_Tasks to carry out_
a - Translate this sentence from the thesis announcement into French: "Lenders are therefore more cautious in an opaque market."
b - Continue the thesis announcement after its last sentence.

_Extract to read_
--------------------------------

Filip MROWIEC's PhD Thesis, June 28th

June 28, 2022 Research

Filip MROWIEC  will defend his thesis on Tuesday 28 June at 04:00 PM (MH 202, Manufacture des tabacs, 21 Allée de Brienne 31000 Toulouse)
« Barriers to liquidity in market-based intermediation »

Supervisor: Professor Alexander GUEMBEL

To attend the conference, please contact the secretariat Elvire Jalran

Memberships are:

  • M. Alexander GUEMBEL, Universiy of Toulouse 1 Capitole, TSE, Supervisor
  • M. Fabio CASTIGLIONESI, Tilburg University, Rapporteur
  • Mme Lucy WHITE, Boston University, Rapporteure
  • M. Andrea ATTAR, Toulouse School of Economics, Examinateur

Abstract :

The overarching goal of my thesis is to understand barriers to liqudity in market-based finance. Understanding this new financial system paradigm is important because it performs an increasing share of the maturity transformation. While regulators of traditional banks can rely on an extensive body of scientific studies, our understanding of shadow banks and other financial institutions lacks such a complete academic underpinning. My thesis collects insights on collateralized lending, repo markets and liqudity in corporate bond markets.

In the first chapter, I study how and when transparency can be disadvantageous given multiple (symmetric) counterparties. Many secured lending markets are opaque, allowing borrowers potentially to conceal multiple borrowing relationships. The policy debate has proposed transparency to curtail hidden risk. In this paper, I show that transparency may backfire due to increased credit rationing under multiple borrowing. In a transparent market, an opportunistic lender can easily coordinate with the borrower at the expense of a pre-existing lender. This becomes more difficult in an opaque market, as an opportunistic lender may more easily find himself at the receiving end of a different opportunistic move by the borrower. Lenders are therefore more cautious in an opaque market. This can restore the second-best allocation. I show that over-collateralization plays a key role in this mechanism as it constrains the borrower's ability to increase leverage opportunistically. Finally, I provide a clear characterization of when opacity achieves allocations that dominate those that can be achieved under market transparency in terms of welfare.

--------------------------------

_Data supplied_

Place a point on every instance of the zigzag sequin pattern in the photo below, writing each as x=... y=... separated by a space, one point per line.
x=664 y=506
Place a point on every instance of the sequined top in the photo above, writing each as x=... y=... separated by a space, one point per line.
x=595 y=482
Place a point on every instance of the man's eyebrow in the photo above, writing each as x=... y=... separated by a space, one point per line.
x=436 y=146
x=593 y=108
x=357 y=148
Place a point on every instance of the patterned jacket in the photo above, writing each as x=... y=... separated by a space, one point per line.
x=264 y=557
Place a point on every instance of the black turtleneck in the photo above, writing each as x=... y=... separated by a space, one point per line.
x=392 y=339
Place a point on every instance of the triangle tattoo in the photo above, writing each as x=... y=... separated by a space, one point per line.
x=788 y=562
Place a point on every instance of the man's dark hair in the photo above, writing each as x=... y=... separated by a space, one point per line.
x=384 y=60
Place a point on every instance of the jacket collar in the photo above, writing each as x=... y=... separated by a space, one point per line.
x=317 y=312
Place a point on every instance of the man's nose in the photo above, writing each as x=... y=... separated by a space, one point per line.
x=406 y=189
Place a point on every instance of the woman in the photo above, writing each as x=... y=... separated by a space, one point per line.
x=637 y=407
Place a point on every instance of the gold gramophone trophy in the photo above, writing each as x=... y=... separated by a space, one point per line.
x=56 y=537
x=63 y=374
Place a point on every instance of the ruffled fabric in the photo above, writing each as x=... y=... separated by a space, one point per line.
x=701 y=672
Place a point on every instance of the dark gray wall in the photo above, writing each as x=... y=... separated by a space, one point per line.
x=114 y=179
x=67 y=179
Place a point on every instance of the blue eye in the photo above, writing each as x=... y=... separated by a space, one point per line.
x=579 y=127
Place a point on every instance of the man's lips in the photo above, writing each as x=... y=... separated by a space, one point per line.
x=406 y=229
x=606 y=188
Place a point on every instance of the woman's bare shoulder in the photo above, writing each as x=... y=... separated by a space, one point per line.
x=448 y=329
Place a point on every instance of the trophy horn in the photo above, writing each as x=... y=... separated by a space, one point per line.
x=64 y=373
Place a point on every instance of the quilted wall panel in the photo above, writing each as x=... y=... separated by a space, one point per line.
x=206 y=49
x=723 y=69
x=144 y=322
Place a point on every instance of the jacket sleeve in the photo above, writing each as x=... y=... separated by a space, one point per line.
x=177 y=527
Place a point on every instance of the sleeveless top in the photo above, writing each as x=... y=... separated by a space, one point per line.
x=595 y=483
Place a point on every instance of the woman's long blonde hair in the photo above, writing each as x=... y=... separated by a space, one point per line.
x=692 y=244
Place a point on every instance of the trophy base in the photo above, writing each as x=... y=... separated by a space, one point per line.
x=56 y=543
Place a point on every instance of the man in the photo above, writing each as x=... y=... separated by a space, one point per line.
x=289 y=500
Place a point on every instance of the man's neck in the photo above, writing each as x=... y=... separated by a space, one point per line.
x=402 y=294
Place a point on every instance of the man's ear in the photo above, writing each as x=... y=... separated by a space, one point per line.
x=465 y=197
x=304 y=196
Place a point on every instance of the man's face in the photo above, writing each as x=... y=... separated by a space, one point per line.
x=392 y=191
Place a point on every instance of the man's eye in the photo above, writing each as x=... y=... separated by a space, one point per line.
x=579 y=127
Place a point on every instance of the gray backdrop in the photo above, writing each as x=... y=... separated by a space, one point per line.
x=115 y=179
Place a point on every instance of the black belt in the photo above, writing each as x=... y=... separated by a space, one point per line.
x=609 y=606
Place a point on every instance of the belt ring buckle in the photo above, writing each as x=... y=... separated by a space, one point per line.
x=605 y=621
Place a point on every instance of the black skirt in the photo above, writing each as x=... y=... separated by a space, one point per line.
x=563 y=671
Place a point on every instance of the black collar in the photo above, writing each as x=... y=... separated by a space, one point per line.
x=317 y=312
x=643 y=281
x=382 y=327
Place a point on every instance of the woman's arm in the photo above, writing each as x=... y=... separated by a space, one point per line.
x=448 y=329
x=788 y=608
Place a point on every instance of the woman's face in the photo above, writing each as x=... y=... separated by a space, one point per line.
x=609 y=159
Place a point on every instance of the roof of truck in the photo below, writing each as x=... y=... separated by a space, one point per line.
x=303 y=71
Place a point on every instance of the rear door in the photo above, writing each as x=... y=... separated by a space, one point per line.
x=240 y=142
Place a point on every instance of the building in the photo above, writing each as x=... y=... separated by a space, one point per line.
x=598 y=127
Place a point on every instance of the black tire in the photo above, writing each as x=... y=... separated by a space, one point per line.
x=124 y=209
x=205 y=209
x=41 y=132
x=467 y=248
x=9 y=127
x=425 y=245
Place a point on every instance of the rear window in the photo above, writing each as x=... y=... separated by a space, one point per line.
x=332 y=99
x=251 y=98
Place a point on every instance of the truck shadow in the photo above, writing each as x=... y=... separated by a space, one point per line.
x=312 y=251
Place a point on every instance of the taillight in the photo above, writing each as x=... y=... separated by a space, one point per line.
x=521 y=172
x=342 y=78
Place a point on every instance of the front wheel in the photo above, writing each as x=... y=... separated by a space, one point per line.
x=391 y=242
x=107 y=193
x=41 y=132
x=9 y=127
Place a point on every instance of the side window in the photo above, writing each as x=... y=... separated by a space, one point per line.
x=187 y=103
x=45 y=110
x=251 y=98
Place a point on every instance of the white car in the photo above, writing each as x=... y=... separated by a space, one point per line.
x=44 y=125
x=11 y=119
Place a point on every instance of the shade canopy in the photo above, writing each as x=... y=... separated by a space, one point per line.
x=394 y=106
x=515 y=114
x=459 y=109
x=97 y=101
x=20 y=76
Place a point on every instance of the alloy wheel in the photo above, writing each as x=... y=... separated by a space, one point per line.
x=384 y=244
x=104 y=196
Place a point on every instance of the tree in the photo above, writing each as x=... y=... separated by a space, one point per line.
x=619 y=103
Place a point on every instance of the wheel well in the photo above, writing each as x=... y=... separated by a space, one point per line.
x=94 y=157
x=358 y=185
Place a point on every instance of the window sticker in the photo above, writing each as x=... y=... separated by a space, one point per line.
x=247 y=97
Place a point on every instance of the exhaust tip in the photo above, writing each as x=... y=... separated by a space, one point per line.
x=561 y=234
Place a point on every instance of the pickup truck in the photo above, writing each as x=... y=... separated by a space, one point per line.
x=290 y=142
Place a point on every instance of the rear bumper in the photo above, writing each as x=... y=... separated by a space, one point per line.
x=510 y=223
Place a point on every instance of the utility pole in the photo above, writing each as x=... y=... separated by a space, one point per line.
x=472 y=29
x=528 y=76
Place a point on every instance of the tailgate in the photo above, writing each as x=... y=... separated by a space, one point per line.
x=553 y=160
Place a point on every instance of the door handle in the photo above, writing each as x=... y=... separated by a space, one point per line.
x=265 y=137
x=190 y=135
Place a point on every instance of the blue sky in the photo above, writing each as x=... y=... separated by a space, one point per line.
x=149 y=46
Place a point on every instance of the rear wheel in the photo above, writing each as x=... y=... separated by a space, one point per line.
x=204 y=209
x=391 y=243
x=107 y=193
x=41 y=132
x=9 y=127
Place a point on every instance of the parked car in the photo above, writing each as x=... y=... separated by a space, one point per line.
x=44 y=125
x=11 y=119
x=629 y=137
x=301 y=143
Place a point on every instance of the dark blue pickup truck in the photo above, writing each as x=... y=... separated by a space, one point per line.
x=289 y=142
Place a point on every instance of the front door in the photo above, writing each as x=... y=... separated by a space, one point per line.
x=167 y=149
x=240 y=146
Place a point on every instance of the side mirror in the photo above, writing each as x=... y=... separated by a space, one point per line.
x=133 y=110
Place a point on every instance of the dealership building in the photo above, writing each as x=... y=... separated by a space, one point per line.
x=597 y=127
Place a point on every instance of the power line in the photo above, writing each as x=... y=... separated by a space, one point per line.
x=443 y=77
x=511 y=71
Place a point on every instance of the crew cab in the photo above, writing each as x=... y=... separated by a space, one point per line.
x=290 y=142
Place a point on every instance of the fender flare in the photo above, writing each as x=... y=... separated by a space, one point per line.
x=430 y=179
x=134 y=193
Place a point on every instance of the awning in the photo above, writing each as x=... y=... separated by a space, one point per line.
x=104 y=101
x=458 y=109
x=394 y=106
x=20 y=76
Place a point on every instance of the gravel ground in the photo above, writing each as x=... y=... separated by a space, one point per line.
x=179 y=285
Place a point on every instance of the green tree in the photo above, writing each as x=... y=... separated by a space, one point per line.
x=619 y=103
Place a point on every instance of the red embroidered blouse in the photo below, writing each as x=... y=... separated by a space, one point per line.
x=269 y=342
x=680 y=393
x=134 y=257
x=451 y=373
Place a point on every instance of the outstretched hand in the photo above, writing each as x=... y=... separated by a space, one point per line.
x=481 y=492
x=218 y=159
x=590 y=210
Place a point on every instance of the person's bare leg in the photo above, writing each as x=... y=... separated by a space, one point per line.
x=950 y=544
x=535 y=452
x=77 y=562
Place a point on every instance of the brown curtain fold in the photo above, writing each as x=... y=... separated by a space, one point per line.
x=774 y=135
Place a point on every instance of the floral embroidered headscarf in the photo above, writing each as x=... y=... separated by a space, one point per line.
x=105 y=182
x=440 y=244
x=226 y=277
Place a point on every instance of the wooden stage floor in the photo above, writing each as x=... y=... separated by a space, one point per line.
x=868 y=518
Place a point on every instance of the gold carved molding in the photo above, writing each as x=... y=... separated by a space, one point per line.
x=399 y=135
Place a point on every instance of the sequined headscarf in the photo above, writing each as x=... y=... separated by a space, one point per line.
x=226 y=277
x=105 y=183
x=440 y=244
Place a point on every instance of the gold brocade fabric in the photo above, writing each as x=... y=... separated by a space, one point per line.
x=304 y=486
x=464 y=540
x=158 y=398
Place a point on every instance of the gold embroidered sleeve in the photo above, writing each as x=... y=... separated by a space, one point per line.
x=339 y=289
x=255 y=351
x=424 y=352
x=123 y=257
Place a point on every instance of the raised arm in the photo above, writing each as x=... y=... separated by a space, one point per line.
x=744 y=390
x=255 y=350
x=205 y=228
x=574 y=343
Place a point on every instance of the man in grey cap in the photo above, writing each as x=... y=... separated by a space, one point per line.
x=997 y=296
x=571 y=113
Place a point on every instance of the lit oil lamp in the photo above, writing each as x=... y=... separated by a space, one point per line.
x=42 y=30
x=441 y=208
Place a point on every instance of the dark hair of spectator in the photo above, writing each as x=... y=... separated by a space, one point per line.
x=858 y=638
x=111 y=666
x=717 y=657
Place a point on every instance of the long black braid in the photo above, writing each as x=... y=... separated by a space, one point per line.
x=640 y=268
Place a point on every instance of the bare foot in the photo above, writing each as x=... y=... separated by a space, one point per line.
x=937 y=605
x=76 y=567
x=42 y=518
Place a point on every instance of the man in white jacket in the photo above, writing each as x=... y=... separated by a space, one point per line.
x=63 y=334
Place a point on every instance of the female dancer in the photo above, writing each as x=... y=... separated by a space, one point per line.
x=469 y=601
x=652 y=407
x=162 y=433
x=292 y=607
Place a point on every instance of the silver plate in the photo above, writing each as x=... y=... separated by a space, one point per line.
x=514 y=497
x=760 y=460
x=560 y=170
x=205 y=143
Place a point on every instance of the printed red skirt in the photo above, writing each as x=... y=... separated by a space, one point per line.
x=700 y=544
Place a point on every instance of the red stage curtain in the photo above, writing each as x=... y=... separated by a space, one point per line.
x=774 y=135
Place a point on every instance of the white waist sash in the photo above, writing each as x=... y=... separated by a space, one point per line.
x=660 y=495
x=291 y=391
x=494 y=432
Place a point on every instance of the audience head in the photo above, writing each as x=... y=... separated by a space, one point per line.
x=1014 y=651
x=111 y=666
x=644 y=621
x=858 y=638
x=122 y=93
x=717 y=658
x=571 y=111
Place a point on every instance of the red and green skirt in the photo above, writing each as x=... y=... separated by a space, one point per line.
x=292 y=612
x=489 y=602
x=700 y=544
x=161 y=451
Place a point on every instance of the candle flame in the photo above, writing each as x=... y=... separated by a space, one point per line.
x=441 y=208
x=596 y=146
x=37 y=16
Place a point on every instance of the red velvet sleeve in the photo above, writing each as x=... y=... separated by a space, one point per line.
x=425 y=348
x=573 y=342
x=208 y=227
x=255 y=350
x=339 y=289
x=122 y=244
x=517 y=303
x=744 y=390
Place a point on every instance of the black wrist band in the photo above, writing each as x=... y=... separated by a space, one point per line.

--------------------------------

_Answers for this exercise_
a - Les prêteurs sont donc plus prudents sur un marché opaque.

b -
In my second chapter, I study how some lenders protect against a winner's curse in the repo market. Market-makers finance their inventories through repurchase agreements, using inventory securities as collateral. They face a variety of counterparties of varying degrees of sophistication regarding their ability to value the securities. Theoretically, less sophisticated counterparties should fear the winner's curse of receiving worse collateral. In my model, a market-maker seeks a more sophisticated lender to finance better collateral at lower rates. The less sophisticated lender cannot observe the market-maker's behaviour and charges higher interest rates to compensate. I test my model prediction and find support for a compensation that is higher for market-makers with a higher number of sophisticated lender contacts. The increase in uncertainty during the Covid-19 pandemic serves as an exogenous variation in the informational advantage of more sophisticated lenders.

My work suggests that opacity exacerbates fragility for well-connected borrowers, as less sophisticated lenders charge higher rates to compensate for the possibility of hidden cherry-picking.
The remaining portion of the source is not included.